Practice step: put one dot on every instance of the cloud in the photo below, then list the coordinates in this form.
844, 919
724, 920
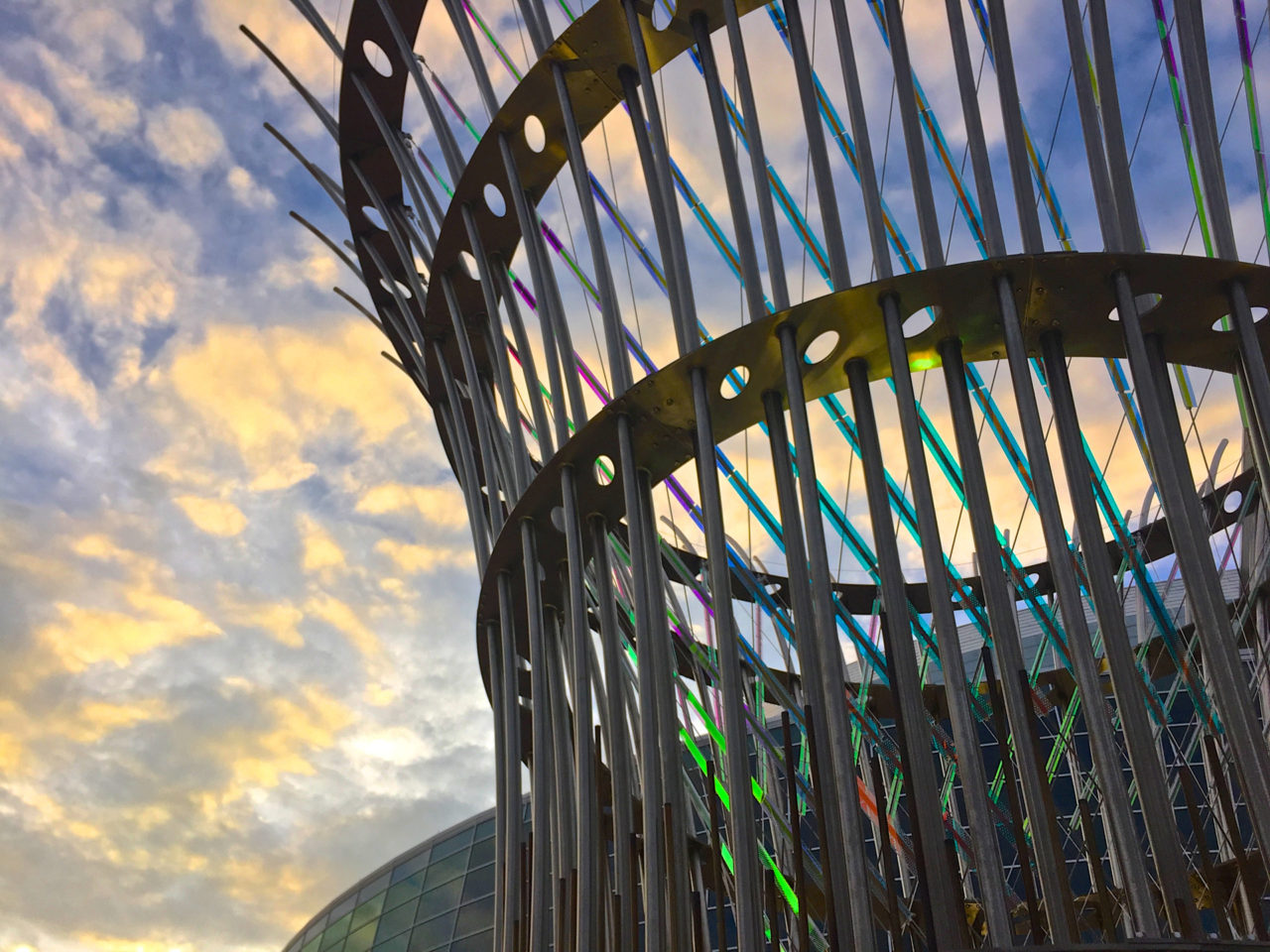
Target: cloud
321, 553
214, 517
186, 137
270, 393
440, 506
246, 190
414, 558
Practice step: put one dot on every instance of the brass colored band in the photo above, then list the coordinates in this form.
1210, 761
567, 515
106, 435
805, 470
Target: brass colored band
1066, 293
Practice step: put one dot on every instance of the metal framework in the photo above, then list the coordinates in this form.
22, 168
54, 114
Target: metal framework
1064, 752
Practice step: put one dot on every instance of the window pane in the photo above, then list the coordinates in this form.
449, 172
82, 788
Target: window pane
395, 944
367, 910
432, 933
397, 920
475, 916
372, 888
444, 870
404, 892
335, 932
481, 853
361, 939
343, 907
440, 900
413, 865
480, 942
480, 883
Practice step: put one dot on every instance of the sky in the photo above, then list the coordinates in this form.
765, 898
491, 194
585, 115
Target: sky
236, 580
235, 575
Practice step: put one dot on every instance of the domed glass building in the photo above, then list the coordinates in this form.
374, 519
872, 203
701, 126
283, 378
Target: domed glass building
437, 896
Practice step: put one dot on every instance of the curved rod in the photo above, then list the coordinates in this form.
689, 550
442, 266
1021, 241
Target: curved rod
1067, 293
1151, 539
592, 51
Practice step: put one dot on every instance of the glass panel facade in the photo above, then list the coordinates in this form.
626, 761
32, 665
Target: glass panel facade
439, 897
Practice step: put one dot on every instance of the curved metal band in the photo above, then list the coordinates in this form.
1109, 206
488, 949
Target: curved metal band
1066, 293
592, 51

=-=-=-=-=

To be done: Can you reproduce all the entries above word for word, leaving out the pictures?

Full response:
Practice step: put one dot on every instance of the cloud in the photo below, then list the coordinates in this form.
844, 919
724, 920
Target: cloud
321, 553
214, 517
186, 137
270, 393
440, 506
246, 190
414, 558
Practice step: put one dot on every instance of the brass colored band in the photo above, then list the coordinates in this form.
1210, 761
567, 515
106, 435
805, 470
Target: brass colored band
1066, 293
Practice step: put one dot on every instance of the metal framework in the photo above, then list the coordinates in this form.
22, 168
54, 114
Target: metal framework
1064, 752
Practice step: put one dot on every instance of the window pane in the photo above, then list the coordinates in this form.
449, 172
82, 788
Target: window pane
395, 944
367, 910
432, 933
397, 920
475, 916
372, 888
444, 870
404, 892
335, 932
481, 853
361, 939
343, 907
440, 900
413, 865
480, 942
480, 883
Practice step: put one dot on every instance of the sky in the photo above, then list the coordinates in this form.
765, 898
491, 194
585, 115
Target: sky
236, 580
235, 575
Practice step: put one dot on every instance of the domed glass building in the photo above, then list the coordinates in this form.
374, 519
872, 203
701, 126
283, 378
Target: domed glass building
437, 896
Practice step: put one dot on every instance of the curved rod in the photo above, then list the coordinates in this form.
689, 550
442, 266
1021, 241
Target: curved rod
1067, 293
1151, 539
592, 51
Practice step: put one dot on every instance of the glass panel facade in the photo above, then list the coordinates in this form.
626, 761
32, 665
Target: glass panel facade
439, 897
Practice step: put one dot on every instance of the curved metal band in the photo above, then list the coordinates in this form.
1109, 206
488, 949
Target: curved metal band
1066, 293
592, 51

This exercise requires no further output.